READING TEXT:

Democrats on the sidelines

WASHINGTON — Steny Hoyer, the No. 2 Democrat in the House, sat down for his weekly roundtable with reporters Tuesday morning but noticed that the reporters’ microphones left him no room to put down his papers.

“Your words are so important that they want to make sure they don’t miss anything,

” Fox News’ Chad Pergram joked as Hoyer gently pushed some of the microphones back.

Hoyer laughed. “Who’s writing that down?” he asked, holding up an imaginary pen and pad.

Hoyer will take flattery wherever he can get it these days. A year ago, he was one of the most powerful people in

Washington, the majority leader of the House and the man who set the policy agenda in the Capitol. Now he’s the minority whip, leading House Democrats in the role of bystanders as others turn the wheels of government.

On Tuesday, Hoyer found himself in the rather undignified position of speculating with reporters about whether the budget “supercommittee,” over which he has no control, will reach a deal this fall.

“I’m hopeful that the committee will get there,” Hoyer said.

“Why are you confident?” asked PBS’ Lynn Scott.

“Did I say I was confident?”

“You said you were hopeful.”

“Hopeful is not confident,” Hoyer explained. “People ask me, ‘Are you optimistic?’ I say, ‘Look, I’m not optimistic. I’m hopeful.'”

“So you are not expressing confidence?” Scott pressed.

“Time is short — that doesn’t give you a lot of confidence,” Hoyer reasoned. “But the reports that I’ve received … (are) that there is an honest working effort that makes one hopeful.”

Fox’s Pergram rejoined the conversation. “Does your lack of confidence in the supercommittee stem from … “

“Now, let’s hold it,” Hoyer said, cutting him off.

“You said you weren’t confident,” Pergram pointed out.

“I didn’t say I had a lack of confidence,” Hoyer argued. “That’s your word. I was asked, was I confident. I said I was hopeful. You are now taking that one step further, that I have a lack of confidence. The absence of confidence is not necessarily the lack of confidence. I don’t want to parse all these words with you but I’m hopeful.”

Pergram proceeded to tease the leader about the reason for “your lack of whatever this is, the absence of whatever this is.”

The diminished stature of a once-mighty figure isn’t a reflection on Hoyer personally. Sitting in his Capitol conference room, beneath frescoes of Washington and Jefferson surrounded by cherubs, the whip still cuts a dignified figure, with his crisp white shirt, silver hair and blue eyes behind his reading glasses.

TASK DESCRIPTION: Write the next few paragraphs of the news piece about Steny Hoyer's weekly roundtable with reporters, picking up right after its final sentence.

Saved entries
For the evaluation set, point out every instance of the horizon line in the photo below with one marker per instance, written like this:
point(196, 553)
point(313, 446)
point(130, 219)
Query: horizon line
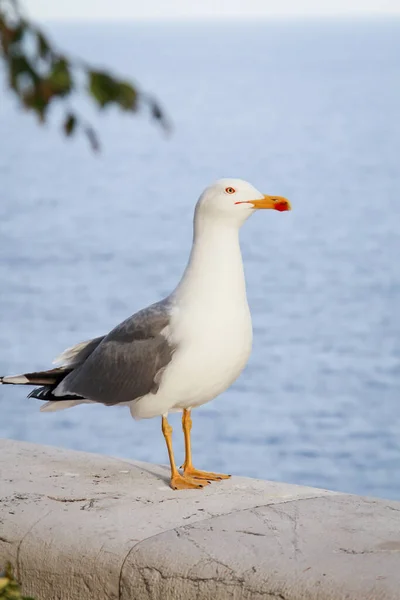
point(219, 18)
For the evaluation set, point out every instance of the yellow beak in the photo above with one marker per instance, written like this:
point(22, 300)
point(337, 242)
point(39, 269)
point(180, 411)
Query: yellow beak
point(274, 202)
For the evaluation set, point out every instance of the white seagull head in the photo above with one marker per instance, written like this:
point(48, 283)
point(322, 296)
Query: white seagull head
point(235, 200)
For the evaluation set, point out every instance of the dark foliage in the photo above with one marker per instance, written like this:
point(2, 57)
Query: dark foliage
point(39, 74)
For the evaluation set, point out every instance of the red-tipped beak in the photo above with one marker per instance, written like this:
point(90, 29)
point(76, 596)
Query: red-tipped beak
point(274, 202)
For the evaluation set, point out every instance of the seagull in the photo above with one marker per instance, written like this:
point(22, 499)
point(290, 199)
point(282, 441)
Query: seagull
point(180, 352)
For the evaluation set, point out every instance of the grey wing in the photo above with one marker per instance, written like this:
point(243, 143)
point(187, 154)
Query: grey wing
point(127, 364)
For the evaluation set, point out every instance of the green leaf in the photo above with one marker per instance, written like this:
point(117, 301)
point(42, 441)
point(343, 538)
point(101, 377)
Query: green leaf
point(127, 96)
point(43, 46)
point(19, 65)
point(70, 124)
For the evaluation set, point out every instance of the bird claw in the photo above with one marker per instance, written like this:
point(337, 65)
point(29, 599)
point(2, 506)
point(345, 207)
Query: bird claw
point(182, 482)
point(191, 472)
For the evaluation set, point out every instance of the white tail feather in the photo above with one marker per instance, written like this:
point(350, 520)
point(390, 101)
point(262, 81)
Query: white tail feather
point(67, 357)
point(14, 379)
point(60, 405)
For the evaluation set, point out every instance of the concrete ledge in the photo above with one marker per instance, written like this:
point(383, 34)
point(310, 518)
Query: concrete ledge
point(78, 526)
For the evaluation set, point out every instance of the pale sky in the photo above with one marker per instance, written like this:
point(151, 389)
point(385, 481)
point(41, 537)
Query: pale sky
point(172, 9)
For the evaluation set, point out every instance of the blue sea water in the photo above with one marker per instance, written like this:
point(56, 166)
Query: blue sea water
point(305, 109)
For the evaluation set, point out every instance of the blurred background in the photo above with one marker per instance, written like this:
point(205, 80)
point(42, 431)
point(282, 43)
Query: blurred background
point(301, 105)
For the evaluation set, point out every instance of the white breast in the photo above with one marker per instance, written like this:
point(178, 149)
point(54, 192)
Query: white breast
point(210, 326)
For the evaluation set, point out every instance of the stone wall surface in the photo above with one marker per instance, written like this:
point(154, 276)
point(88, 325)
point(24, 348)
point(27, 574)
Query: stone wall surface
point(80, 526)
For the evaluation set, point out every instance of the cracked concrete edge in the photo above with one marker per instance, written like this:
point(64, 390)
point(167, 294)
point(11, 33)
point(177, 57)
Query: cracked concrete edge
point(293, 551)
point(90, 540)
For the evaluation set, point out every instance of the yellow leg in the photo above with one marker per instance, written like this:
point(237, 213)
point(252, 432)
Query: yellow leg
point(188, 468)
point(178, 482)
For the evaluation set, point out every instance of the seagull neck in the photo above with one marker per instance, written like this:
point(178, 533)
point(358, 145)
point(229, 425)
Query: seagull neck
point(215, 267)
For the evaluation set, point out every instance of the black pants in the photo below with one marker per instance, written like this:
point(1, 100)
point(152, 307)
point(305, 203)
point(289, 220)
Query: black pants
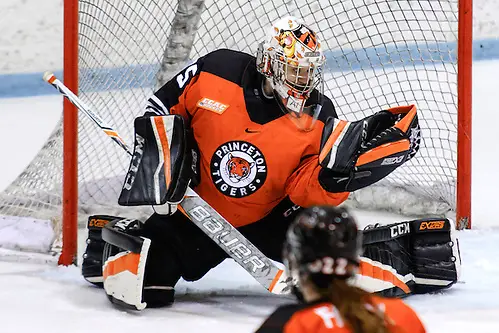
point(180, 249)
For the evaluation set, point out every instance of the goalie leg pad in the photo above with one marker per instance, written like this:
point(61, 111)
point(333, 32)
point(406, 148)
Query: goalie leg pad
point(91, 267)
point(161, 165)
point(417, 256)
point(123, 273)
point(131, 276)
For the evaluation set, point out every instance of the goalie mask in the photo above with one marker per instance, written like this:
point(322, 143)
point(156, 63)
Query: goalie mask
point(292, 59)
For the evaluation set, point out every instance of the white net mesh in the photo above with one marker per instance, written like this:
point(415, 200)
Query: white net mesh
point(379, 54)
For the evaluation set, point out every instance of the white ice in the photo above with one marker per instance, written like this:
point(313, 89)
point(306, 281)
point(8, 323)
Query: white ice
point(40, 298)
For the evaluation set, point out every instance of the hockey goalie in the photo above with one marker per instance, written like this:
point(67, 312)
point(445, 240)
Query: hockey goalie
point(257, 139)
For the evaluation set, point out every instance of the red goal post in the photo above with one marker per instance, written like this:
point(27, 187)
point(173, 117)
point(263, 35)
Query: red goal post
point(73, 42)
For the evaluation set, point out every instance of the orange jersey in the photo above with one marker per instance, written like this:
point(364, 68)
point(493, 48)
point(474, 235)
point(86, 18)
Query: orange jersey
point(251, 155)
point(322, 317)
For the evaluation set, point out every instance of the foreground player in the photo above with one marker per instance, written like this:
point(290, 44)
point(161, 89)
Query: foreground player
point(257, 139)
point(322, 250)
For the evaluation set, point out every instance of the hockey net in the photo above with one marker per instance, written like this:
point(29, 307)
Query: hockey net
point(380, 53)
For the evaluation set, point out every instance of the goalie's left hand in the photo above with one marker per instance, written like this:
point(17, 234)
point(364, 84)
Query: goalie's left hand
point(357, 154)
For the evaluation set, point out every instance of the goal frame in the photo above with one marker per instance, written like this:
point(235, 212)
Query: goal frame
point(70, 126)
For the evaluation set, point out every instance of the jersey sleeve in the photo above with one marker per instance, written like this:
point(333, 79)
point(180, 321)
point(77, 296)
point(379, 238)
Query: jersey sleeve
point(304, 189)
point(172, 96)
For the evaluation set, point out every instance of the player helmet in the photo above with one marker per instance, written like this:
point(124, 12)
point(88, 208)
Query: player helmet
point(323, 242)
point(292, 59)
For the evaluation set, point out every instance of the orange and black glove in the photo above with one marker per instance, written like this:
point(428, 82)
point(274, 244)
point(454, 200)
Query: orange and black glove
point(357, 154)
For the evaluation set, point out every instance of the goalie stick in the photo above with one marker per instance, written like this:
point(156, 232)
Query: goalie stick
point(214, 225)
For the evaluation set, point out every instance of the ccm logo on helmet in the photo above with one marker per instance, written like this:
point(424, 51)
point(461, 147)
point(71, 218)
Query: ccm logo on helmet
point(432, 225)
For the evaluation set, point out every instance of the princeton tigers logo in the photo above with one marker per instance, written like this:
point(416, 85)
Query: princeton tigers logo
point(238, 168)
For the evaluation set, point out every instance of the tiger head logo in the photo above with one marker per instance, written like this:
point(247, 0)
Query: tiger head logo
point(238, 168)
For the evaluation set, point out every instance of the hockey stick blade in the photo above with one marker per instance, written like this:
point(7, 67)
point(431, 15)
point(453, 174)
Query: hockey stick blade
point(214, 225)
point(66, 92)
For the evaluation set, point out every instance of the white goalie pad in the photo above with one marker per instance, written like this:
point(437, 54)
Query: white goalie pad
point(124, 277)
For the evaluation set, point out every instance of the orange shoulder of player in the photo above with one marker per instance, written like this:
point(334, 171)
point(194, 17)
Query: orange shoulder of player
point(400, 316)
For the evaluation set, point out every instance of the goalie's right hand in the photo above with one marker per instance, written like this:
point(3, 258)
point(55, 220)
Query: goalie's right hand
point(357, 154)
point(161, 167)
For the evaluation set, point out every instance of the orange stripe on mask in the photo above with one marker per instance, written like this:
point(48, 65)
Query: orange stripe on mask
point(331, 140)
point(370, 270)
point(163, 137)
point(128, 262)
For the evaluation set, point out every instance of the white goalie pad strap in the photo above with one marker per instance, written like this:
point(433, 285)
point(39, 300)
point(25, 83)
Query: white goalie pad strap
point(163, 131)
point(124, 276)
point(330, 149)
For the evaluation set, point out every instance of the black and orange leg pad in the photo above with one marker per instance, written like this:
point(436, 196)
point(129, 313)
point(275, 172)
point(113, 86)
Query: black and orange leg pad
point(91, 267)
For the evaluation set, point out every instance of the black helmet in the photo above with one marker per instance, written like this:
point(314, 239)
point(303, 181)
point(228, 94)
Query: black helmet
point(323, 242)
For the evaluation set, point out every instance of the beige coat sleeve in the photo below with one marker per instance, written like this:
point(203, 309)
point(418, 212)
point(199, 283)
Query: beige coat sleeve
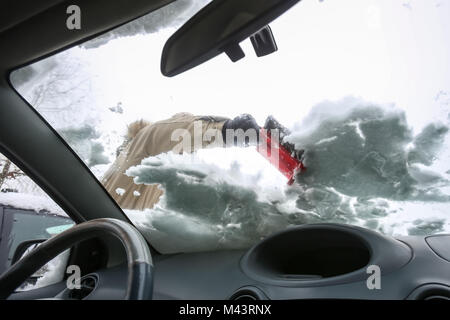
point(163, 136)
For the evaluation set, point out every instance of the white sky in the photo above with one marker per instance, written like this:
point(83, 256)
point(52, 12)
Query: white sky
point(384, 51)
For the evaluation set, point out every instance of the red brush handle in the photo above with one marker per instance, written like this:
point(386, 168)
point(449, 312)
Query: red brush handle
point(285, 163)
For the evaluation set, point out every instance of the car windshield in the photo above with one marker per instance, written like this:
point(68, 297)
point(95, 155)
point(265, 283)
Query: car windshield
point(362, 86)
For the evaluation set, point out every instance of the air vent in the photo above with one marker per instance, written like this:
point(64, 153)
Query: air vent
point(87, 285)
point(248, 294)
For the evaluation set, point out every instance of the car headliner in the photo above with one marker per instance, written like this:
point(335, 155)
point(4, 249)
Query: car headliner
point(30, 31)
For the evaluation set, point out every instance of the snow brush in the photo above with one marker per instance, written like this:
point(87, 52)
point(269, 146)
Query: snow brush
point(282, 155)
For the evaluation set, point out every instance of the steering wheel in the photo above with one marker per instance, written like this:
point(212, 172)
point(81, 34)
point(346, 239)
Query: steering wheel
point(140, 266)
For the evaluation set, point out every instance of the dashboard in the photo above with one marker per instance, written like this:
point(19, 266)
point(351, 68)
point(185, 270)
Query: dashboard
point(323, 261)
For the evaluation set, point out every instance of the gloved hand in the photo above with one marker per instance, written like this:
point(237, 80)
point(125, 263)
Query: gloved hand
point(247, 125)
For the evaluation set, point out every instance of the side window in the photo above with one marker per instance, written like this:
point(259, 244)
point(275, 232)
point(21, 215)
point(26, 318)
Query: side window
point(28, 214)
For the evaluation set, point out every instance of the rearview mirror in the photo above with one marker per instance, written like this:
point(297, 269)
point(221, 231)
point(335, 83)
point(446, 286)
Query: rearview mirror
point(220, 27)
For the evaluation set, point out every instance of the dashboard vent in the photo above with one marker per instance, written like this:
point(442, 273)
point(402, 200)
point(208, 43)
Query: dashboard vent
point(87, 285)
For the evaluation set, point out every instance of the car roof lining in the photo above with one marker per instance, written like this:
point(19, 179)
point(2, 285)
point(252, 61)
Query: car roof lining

TASK OUTPUT:
But there is no dignity in being a House Democrat these days. To the extent that anything happens in this town — which is not often — it is worked out between President Obama, Senate Democrats and House Republicans, with an occasional cameo for Senate Republicans, who have the ability to block the majority.

Hoyer freely admitted that he’s in the dark about what the budget supercommittee is doing. “The 12 are being very circumspect with their colleagues as well as the press,” he said. “I don’t know the specifics. … I thought, frankly, you knew.”

And Hoyer’s the boss. Imagine how Rep. John Larson, the Democratic caucus chairman, felt as he showed up for a morning news conference Tuesday and found only seven reporters, compared to the 25 who were at a concurrent Republican event.

“Morning!” the Connecticut congressman called out.

Murmurs from the reporters.

“Good morning!” Larson, dissatisfied with the response, shouted.

Louder murmurs.

“There we go!” he said.

His colleague, Rep. Charlie Gonzalez, D-Texas, came to the microphone to explain the predicament. “We’re not in charge in the House,” he said. “I have to be realistic.”

A third Democrat, newly elected Rep. Kathy Hochul of New York, proposed an antidote to powerlessness. “I’m going to start a caucus called the Why Can’t We All Just Get Along Caucus,” she said. “If I’m one person alone, I’ll sit there and have a beer by myself.”

An hour later, it was Hoyer’s turn to rage against irrelevancy. He offered a long list of Democratic priorities, followed by the disclaimer: “In the Republican-controlled House … we’ve been unable to move any of those proposals.”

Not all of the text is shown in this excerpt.